» Short exercise
Copy the items from the line containing "target | sea foam" through the end of the items, putting "stony" wherever "rocky" appears and changing nothing else. Omit the pictures from your answer.

───── Material shown ─────

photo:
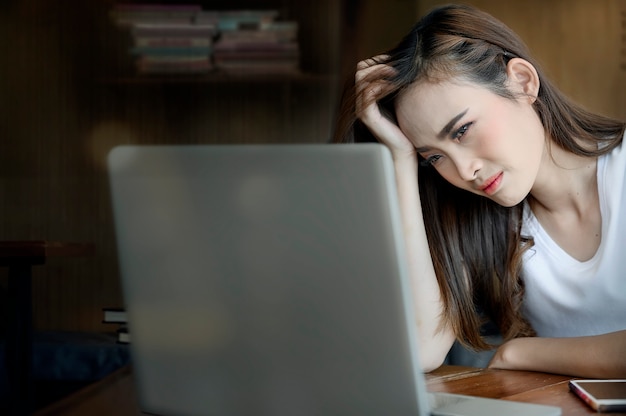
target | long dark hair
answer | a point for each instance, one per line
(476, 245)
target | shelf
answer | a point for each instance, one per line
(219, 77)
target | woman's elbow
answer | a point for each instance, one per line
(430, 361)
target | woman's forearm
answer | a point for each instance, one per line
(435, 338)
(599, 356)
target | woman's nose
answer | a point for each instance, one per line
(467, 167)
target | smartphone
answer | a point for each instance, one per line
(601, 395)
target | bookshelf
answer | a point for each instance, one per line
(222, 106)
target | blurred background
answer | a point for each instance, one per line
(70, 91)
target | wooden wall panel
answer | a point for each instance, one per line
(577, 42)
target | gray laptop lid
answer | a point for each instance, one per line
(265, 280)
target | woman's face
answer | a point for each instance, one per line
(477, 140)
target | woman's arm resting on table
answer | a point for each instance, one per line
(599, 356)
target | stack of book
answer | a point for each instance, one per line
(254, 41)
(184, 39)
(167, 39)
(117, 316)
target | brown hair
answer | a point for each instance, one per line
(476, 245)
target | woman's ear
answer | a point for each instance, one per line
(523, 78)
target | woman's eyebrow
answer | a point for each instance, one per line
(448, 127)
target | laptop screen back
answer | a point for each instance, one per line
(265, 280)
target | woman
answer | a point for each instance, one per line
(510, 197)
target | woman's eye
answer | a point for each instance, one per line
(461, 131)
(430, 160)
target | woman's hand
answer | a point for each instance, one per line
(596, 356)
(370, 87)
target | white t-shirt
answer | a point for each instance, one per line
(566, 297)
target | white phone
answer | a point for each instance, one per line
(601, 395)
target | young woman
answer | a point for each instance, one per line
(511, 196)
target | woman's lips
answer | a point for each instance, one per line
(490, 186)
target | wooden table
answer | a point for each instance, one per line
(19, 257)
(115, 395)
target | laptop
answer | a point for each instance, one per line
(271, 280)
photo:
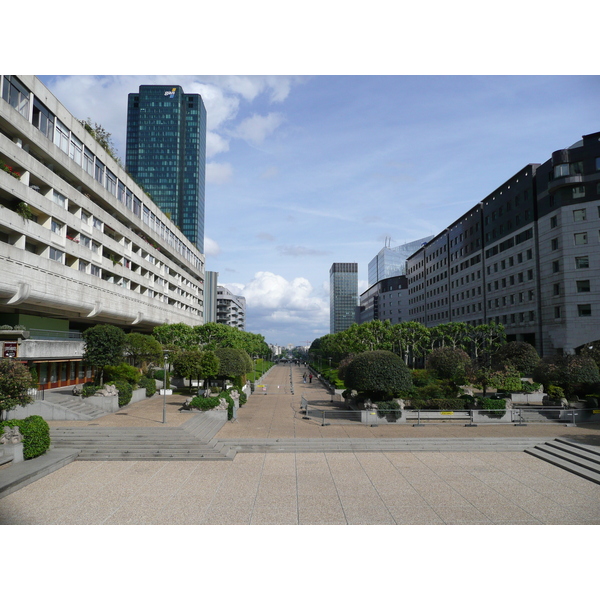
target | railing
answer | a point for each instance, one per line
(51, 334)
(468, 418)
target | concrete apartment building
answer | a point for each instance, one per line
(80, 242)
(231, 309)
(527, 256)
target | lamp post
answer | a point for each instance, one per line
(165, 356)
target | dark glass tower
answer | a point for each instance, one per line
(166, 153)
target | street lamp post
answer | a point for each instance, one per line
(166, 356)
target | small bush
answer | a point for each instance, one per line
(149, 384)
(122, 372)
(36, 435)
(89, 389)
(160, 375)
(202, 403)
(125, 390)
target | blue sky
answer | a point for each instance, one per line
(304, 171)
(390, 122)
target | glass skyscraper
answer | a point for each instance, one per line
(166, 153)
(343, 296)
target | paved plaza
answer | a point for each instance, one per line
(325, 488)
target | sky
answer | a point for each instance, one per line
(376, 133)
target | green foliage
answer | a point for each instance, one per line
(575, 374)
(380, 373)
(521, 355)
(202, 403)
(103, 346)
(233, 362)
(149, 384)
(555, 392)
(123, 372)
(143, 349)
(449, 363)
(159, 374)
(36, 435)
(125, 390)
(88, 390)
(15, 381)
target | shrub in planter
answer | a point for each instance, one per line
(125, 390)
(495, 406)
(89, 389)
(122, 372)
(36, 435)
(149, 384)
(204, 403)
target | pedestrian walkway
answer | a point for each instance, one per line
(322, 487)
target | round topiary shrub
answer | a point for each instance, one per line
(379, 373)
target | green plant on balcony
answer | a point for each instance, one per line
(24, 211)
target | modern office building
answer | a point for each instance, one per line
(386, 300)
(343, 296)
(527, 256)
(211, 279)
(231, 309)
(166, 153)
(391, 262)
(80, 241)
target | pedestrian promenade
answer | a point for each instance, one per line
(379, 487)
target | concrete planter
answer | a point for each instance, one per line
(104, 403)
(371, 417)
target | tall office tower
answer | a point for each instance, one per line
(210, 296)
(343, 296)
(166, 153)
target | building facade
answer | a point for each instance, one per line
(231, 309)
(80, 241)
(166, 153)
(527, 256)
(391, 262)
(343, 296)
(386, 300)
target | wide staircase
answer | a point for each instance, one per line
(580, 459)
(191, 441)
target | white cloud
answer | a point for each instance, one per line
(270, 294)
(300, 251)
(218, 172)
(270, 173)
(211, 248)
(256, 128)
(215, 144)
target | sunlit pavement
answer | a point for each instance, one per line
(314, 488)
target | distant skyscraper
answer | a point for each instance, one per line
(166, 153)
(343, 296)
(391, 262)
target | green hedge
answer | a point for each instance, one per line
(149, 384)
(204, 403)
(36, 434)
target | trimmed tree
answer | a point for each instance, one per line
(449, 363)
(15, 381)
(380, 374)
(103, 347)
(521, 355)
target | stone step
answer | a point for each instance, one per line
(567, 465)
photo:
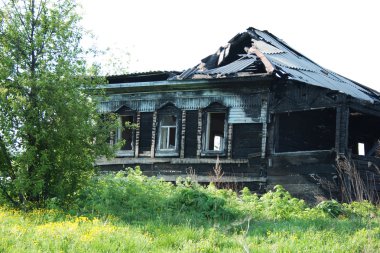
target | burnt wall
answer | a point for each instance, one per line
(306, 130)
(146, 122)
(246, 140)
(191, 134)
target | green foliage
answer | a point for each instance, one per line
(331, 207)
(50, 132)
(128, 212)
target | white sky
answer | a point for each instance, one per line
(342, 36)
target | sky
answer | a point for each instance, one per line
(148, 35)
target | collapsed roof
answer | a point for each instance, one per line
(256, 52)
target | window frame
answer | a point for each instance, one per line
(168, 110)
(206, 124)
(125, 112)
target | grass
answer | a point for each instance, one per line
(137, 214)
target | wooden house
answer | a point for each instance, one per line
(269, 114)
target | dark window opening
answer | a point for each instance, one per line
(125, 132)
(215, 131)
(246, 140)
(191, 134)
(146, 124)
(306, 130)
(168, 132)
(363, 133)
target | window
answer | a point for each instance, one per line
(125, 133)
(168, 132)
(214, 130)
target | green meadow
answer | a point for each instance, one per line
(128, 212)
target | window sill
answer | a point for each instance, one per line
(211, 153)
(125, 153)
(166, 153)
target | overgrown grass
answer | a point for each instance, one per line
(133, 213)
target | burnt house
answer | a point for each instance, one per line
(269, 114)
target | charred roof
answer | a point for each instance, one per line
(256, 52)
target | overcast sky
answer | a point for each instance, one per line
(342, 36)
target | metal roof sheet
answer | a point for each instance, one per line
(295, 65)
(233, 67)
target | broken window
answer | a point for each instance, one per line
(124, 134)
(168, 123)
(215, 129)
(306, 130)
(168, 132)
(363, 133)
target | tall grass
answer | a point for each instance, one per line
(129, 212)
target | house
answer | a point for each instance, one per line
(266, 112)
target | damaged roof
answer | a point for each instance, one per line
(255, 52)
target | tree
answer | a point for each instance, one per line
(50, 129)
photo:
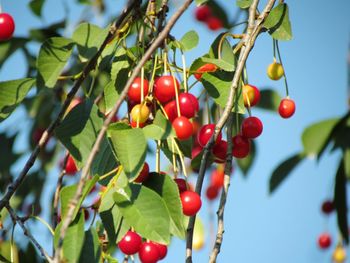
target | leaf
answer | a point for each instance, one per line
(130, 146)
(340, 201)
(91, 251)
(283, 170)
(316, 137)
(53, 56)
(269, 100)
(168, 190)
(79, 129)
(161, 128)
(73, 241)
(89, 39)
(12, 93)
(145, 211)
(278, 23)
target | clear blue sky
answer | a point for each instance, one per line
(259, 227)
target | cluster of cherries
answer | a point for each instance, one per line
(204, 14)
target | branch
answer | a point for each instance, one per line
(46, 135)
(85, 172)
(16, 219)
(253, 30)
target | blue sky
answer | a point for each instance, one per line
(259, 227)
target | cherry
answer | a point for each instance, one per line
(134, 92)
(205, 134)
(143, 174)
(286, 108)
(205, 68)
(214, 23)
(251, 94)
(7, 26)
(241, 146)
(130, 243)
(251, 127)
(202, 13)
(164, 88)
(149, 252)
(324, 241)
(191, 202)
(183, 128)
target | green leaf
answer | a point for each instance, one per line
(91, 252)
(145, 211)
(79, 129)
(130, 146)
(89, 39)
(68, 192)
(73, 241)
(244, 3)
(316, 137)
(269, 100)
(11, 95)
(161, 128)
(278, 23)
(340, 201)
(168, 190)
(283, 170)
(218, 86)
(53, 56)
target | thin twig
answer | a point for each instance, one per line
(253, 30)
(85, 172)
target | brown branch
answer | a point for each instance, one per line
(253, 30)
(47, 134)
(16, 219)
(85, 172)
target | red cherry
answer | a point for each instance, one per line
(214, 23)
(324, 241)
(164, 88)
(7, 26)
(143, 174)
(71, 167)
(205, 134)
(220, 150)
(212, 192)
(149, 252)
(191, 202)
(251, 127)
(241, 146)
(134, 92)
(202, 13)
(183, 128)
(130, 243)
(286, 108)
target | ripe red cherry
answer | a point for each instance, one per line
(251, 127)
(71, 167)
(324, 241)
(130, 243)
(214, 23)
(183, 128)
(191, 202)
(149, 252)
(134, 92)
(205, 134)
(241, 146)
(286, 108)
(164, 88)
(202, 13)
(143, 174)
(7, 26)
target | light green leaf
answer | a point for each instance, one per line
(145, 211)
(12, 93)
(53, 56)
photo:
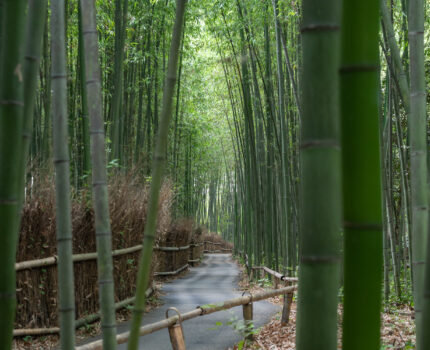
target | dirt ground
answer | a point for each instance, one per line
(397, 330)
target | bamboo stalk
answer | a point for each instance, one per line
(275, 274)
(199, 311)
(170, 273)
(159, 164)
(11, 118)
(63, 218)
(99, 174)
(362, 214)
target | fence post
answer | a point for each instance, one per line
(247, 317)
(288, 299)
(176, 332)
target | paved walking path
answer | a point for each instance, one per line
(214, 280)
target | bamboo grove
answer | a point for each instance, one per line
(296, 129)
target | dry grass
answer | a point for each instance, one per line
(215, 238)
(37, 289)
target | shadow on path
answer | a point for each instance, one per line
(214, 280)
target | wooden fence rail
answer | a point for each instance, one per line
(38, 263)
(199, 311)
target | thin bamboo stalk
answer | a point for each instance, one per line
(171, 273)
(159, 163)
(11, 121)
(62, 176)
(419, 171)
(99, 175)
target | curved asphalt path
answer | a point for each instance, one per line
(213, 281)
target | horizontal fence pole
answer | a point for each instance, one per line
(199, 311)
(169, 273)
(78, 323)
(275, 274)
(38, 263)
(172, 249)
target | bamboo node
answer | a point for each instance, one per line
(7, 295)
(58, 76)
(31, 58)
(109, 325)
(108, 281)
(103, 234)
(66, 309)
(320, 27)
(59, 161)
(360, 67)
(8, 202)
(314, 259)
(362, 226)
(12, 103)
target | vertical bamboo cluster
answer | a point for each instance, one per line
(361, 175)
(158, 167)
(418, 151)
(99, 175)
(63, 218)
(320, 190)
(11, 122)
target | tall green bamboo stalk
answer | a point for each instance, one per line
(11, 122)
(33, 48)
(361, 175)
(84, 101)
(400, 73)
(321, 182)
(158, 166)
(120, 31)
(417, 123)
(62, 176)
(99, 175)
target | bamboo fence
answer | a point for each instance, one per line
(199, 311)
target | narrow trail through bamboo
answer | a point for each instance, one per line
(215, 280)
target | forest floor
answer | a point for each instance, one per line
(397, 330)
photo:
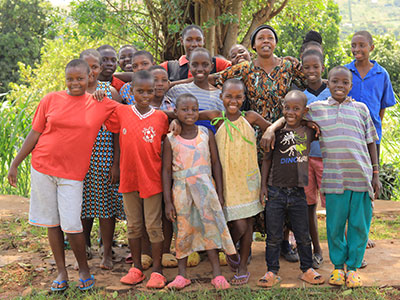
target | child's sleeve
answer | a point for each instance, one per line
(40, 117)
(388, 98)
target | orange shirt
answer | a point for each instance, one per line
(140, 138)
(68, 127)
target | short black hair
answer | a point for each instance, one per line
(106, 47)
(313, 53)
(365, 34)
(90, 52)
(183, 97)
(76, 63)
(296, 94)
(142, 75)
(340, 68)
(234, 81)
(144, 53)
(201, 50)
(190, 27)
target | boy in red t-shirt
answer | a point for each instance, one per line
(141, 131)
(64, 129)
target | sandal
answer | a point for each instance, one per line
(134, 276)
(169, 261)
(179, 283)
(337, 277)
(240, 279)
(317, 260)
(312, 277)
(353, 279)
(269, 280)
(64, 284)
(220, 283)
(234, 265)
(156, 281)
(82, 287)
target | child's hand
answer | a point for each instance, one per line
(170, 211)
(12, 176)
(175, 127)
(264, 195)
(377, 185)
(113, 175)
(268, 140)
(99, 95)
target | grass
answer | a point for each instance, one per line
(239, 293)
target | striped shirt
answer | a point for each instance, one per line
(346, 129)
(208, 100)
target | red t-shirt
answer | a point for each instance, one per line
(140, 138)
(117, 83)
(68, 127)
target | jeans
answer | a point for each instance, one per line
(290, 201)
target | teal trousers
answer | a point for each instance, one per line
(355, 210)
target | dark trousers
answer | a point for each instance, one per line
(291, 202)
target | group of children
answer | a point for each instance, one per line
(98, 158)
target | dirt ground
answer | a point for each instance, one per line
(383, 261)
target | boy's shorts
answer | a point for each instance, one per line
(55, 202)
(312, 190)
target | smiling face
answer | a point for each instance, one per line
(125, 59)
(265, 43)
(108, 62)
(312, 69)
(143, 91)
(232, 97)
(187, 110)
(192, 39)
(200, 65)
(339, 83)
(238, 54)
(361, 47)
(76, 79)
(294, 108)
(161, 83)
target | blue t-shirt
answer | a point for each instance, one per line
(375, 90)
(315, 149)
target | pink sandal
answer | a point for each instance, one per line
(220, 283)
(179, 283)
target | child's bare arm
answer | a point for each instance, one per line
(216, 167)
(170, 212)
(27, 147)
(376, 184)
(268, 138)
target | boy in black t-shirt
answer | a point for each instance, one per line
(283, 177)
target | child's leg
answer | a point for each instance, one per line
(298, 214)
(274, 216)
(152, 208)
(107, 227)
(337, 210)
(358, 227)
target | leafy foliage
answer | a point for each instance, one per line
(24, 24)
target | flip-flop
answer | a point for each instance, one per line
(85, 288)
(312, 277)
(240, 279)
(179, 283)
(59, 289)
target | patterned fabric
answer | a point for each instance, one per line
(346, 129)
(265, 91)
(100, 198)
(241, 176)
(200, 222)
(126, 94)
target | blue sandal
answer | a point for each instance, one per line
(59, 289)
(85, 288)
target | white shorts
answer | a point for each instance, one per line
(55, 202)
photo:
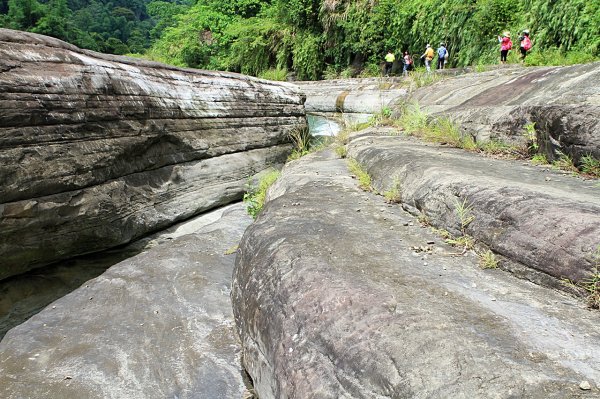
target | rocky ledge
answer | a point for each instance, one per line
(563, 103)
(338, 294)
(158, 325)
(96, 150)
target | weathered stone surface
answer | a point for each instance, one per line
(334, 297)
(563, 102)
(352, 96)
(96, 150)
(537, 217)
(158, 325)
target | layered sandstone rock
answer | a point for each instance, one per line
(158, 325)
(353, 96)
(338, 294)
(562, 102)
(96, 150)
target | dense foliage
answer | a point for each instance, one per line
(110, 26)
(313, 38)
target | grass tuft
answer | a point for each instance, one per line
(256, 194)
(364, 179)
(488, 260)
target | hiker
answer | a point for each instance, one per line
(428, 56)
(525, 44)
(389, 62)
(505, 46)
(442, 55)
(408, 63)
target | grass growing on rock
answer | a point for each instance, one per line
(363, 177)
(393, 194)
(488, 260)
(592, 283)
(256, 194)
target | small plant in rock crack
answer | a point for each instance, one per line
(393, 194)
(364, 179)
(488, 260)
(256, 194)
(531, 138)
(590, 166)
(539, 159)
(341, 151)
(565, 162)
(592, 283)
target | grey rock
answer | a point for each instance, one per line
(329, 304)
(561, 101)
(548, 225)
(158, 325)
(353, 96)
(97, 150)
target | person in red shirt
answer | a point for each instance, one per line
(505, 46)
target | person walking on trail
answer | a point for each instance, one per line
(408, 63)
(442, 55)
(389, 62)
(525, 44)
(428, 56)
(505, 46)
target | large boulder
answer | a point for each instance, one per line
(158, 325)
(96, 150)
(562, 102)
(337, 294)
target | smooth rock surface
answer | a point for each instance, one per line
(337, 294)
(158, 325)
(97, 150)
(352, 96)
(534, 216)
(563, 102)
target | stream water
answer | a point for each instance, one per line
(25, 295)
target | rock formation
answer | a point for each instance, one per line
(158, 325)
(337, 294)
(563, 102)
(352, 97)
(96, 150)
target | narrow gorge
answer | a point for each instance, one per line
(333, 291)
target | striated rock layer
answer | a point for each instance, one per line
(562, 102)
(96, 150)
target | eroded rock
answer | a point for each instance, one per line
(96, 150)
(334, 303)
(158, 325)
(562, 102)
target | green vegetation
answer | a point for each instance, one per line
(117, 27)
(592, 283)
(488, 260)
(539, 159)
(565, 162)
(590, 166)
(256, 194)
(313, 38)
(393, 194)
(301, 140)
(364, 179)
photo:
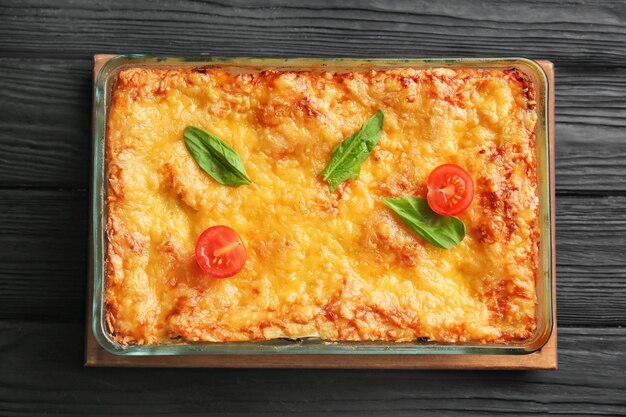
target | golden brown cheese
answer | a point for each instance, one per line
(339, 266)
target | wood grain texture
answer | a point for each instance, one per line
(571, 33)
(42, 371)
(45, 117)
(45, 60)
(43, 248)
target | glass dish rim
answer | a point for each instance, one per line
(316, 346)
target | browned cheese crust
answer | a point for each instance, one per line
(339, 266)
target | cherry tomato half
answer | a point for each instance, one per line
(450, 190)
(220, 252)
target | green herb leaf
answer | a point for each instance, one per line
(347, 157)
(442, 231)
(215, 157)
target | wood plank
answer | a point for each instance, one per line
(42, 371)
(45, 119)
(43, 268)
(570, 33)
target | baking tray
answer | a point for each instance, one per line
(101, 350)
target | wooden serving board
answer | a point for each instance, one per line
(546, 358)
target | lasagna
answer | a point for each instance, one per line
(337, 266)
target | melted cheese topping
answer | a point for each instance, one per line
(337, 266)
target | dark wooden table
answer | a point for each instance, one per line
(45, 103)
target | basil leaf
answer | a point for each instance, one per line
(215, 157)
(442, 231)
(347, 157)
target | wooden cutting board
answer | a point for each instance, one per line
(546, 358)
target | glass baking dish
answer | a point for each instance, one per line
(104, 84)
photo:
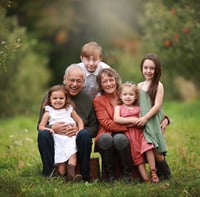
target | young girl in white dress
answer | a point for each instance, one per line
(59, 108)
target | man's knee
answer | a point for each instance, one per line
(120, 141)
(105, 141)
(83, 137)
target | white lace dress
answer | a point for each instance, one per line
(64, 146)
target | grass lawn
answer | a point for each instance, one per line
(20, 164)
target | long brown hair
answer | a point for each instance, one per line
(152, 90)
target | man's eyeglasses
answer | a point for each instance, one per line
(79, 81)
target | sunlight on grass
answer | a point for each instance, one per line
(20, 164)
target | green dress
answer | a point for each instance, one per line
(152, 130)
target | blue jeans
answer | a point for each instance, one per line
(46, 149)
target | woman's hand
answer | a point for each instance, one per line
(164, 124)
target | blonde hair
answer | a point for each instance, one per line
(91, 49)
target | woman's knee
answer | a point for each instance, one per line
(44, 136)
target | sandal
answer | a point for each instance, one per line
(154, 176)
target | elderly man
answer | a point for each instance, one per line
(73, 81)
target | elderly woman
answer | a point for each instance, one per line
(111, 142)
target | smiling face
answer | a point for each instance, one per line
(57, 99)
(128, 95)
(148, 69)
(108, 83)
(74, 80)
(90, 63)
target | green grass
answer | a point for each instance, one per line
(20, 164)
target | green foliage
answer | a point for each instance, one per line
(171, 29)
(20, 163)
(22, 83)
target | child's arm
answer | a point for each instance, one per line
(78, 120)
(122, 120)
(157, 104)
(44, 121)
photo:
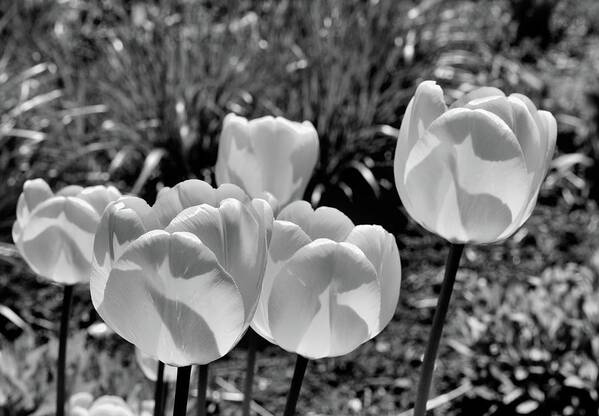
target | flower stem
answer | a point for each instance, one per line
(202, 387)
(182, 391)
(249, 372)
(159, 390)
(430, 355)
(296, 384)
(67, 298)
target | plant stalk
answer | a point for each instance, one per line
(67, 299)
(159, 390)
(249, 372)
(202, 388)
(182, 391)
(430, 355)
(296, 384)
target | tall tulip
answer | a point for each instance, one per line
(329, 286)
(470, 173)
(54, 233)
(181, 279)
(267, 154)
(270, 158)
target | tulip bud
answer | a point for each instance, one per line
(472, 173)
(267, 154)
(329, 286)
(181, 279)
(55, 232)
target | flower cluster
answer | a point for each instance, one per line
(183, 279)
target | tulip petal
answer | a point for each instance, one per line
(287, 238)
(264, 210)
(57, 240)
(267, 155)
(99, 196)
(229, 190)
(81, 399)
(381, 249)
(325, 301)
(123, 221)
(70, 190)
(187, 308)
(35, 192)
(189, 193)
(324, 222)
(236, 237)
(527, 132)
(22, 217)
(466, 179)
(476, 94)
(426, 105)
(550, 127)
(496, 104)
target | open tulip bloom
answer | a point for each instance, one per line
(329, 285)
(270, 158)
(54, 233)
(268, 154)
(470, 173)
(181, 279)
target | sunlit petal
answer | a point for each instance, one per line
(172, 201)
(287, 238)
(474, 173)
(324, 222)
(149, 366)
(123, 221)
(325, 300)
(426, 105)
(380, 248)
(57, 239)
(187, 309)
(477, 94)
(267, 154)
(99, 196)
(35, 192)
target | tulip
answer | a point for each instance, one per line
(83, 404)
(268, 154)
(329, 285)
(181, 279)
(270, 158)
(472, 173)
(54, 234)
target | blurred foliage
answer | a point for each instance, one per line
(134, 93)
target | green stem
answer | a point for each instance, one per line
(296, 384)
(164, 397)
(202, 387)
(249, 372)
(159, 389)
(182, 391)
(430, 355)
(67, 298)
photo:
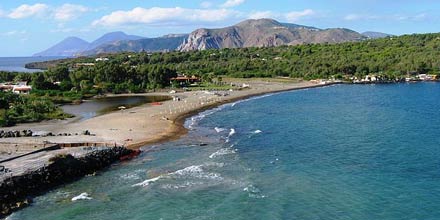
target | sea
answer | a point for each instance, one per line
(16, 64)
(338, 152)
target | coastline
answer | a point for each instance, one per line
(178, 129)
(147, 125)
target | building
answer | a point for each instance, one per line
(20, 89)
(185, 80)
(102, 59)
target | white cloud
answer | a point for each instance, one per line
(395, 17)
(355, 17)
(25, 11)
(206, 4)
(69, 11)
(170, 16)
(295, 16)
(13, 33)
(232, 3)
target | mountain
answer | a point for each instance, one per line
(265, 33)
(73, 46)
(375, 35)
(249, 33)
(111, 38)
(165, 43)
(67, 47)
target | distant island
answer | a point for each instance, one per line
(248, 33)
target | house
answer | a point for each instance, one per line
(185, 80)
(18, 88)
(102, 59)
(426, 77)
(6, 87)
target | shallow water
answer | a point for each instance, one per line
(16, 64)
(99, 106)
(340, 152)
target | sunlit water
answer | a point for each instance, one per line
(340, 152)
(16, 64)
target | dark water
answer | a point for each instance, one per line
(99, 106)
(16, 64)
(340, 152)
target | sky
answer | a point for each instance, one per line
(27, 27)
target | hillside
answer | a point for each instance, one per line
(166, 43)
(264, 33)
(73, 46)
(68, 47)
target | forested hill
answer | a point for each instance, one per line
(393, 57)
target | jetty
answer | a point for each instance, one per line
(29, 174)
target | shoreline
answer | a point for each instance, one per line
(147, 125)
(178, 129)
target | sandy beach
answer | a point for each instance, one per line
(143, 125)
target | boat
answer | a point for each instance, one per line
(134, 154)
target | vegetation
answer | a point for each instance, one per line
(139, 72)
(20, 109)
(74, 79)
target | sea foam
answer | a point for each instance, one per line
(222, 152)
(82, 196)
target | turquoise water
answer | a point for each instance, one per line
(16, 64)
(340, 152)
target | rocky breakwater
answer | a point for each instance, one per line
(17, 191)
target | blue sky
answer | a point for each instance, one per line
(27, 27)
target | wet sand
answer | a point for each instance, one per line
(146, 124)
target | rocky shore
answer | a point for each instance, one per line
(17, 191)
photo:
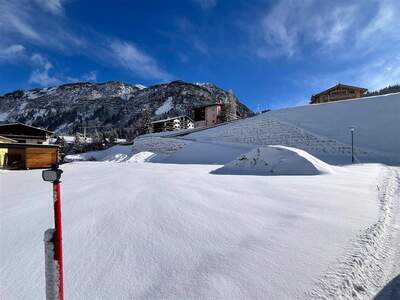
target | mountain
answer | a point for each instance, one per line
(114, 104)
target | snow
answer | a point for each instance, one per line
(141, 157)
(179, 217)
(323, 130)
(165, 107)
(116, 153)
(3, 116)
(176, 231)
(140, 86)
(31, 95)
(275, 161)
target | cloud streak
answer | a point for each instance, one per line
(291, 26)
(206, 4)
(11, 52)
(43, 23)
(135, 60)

─────

» Correct answer
target | sea foam
answer | a point for each instance, one per line
(222, 152)
(82, 196)
target | turquoise water
answer | a point for each instance, one per line
(16, 64)
(340, 152)
target | stony breakwater
answer | a point for each instance, one per line
(17, 191)
target | blue sky
answer | a point for each instance, one per line
(27, 27)
target | wet sand
answer | a point for each instance, one per line
(146, 124)
target | stony shore
answer | a point for each instance, one per line
(17, 191)
photo:
target | mountain
answer | a point for each instance, one per line
(114, 104)
target | snow
answer | a point for each instance, one per line
(141, 157)
(179, 217)
(323, 130)
(165, 107)
(116, 153)
(3, 116)
(176, 231)
(140, 86)
(31, 95)
(275, 161)
target | cloud streak
answer | a point for each instance, one per line
(291, 26)
(206, 4)
(11, 52)
(43, 23)
(135, 60)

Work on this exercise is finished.